- [TEXTO FORNECIDO]
╔══

As vendas da China também caíram. E temos algumas dificuldades nesse mercado. Esta narrativa de que temos que encontrar novos mercados não é… não é fácil dizer que vamos diversificar mercados. Para além de que o mercado europeu é aquele que está aqui ao lado. Trabalhar para o mercado chinês supõe custos logísticos altíssimos, enfrentar adversários ou competidores. Tudo isto tem um tempo e um custo que é preciso avaliar, não é uma coisa que se possa fazer com ligeireza.
Outra hipótese é as empresas no seu território, em Portugal, contarem com um contexto que lhes seja mais favorável. Encontrou no Orçamento do Estado 2026 características que permitam às empresas na generalidade contar com mecanismos que lhes permitam percecionar uma vida mais fácil em 2026?
Aquilo que nós enfrentamos é o mesmo que enfrentam as empresas europeias. Nós temos um problema de competitividade, isso é um problema claro que a Europa tem neste momento – que está ligado ao processo de desindustrialização, das alterações daquilo que era a indústria europeia há 10 anos: em 10 anos perdemos relevância neste contexto. A competitividade é um problema, comparativamente com os Estados Unidos: é à volta de 20% mais baixa. E relativamente à China não sabemos exatamente onde é que estamos, porque as empresas são altamente intensivas em mão de obra e outras são altamente intensivas em capital. Ora, a Europa preocupou-se com a situação e o foco é aumentar a competitividade tecnológica, da produtividade e portanto significa que têm que ser feitos investimentos para recuperar algum do tempo que se perdeu. Mas é uma coisa que provavelmente não acontecerá nos próximos anos. O que precisamos é de aumentar a nossa capacidade de acolher novos investimentos, estimular os empresários nacionais a continuarem a investir nas suas empresas de forma a poderem aumentar a sua intensidade tecnológica, a investigação e desenvolvimento, a produtividade, a formação dos seus trabalhadores, a digitalização. E isto são custos significativos. Temos de premiar aqueles que continuam a investir e a criar condições para que o dinheiro possa ficar dentro das empresas, para remunerar os investimentos e isso significa uma política do ponto de vista do IRC. Mas é também preciso que os trabalhadores sintam que os seus esforços valem a pena do ponto de vista da distribuição do rendimento. Outra das dificuldades que as empresas têm hoje na Europa é a sua dimensão: temos de encontrar programas que nos ajudem a juntar empresas, a juntar a capacidade de produção. Aquilo que está no Orçamento, as intenções em alguns aspetos são boas – resta perceber se essas intenções se concretizam em linhas programáticas e capazes de fazer a diferença. Também a questão da logística: temos de chegar aos mercados da Europa Central, que é onde, de facto, está o consumo europeu, porque temos um esforço superior aos nossos concorrentes. É evidente que há outras questões externas; por exemplo, esta questão da regulamentação – a Europa é altamente formatada e conformada que se traduz em dificuldades e barreiras em termos competitivos.

╚══

- [ENUNCIADO DO EXERCÍCIO]
**A.** Transcreva, do texto sobre a competitividade das empresas, o trecho que vai de "As vendas da" até "fácil em 2026?".
**B.** De acordo com o texto sobre a competitividade das empresas, quanto mais baixa é a competitividade europeia em comparação com a dos Estados Unidos?
Os itens constituem material à parte, independente do texto sobre a competitividade das empresas.

- [ITENS DE DADOS]
╔══

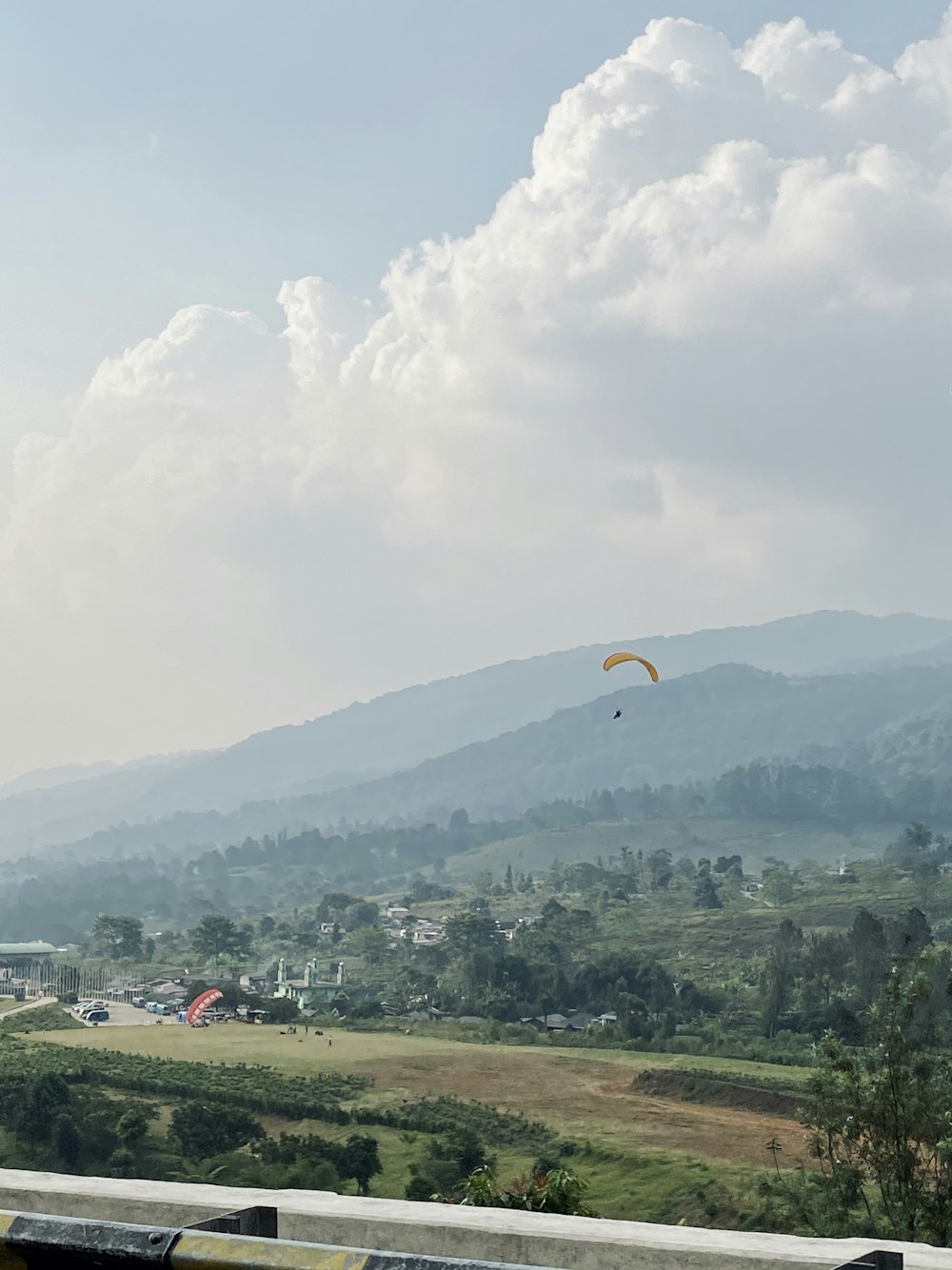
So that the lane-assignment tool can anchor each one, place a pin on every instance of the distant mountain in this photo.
(404, 729)
(689, 728)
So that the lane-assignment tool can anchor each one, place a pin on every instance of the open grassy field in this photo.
(585, 1095)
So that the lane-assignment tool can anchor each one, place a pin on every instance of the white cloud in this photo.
(692, 369)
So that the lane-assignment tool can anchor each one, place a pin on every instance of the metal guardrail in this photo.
(246, 1240)
(878, 1260)
(238, 1240)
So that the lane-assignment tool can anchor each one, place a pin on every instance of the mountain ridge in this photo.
(402, 729)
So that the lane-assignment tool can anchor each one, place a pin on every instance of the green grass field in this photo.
(646, 1157)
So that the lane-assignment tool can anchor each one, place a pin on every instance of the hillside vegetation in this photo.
(407, 728)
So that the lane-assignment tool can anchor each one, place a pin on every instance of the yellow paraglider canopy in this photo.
(617, 658)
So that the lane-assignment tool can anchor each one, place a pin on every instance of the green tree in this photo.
(880, 1128)
(706, 893)
(449, 1159)
(219, 938)
(551, 1190)
(67, 1141)
(471, 932)
(117, 938)
(783, 965)
(779, 884)
(360, 1160)
(204, 1130)
(825, 962)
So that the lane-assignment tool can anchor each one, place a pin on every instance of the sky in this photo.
(350, 346)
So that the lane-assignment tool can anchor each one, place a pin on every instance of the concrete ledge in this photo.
(441, 1229)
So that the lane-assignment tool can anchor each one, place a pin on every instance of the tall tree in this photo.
(117, 938)
(219, 938)
(879, 1125)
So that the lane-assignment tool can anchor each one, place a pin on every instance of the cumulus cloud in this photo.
(692, 369)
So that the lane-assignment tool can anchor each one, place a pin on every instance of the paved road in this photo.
(128, 1016)
(29, 1004)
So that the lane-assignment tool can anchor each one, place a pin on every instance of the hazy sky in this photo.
(350, 345)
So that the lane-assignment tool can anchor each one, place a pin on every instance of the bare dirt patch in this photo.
(718, 1091)
(585, 1099)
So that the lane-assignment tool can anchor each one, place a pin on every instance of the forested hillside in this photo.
(406, 728)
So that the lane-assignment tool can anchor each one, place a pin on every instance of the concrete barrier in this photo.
(446, 1231)
(38, 1242)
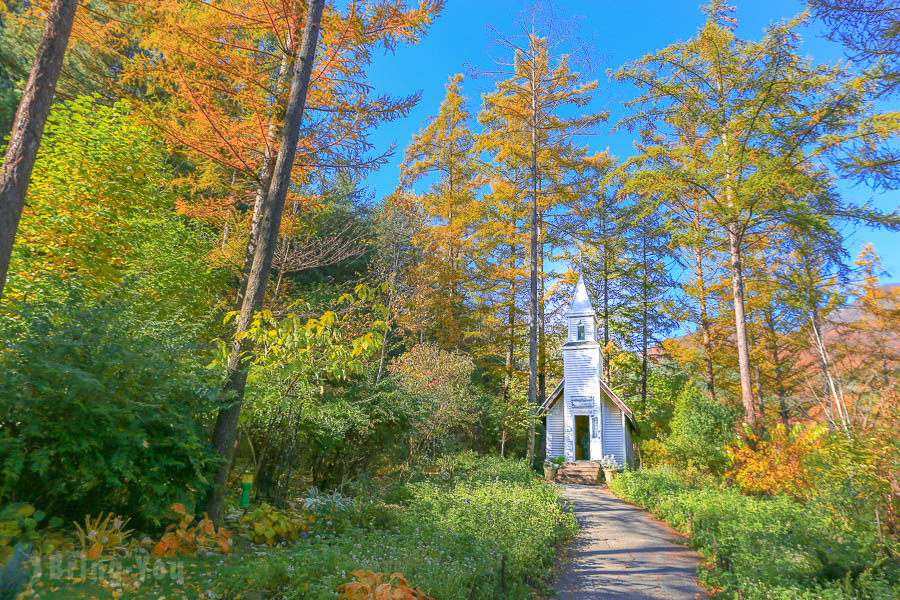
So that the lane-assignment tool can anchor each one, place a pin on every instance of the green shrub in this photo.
(701, 430)
(768, 548)
(451, 540)
(97, 411)
(492, 468)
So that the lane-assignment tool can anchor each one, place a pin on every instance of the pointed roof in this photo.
(581, 304)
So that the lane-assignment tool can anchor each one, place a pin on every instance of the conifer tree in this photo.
(764, 116)
(528, 122)
(441, 156)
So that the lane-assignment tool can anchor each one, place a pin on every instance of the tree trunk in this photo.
(269, 225)
(533, 298)
(740, 326)
(823, 365)
(704, 324)
(607, 368)
(28, 126)
(542, 340)
(644, 308)
(265, 172)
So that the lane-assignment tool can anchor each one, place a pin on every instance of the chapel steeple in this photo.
(582, 318)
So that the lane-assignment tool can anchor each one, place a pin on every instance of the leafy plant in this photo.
(270, 526)
(702, 428)
(102, 534)
(71, 362)
(21, 523)
(184, 538)
(492, 529)
(769, 547)
(379, 586)
(609, 463)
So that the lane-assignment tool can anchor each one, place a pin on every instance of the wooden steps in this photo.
(587, 473)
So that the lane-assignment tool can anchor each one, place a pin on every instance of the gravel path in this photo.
(622, 552)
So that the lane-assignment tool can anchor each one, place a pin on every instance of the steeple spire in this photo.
(581, 303)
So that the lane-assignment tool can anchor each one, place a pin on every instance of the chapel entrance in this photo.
(582, 437)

╚══

- [RESOLUÇÃO DAS TAREFAS]
**A.**
As vendas da China também caíram. E temos algumas dificuldades nesse mercado. Esta narrativa de que temos que encontrar novos mercados não é… não é fácil dizer que vamos diversificar mercados. Para além de que o mercado europeu é aquele que está aqui ao lado. Trabalhar para o mercado chinês supõe custos logísticos altíssimos, enfrentar adversários ou competidores. Tudo isto tem um tempo e um custo que é preciso avaliar, não é uma coisa que se possa fazer com ligeireza.
Outra hipótese é as empresas no seu território, em Portugal, contarem com um contexto que lhes seja mais favorável. Encontrou no Orçamento do Estado 2026 características que permitam às empresas na generalidade contar com mecanismos que lhes permitam percecionar uma vida mais fácil em 2026?

**B.** À volta de 20% mais baixa.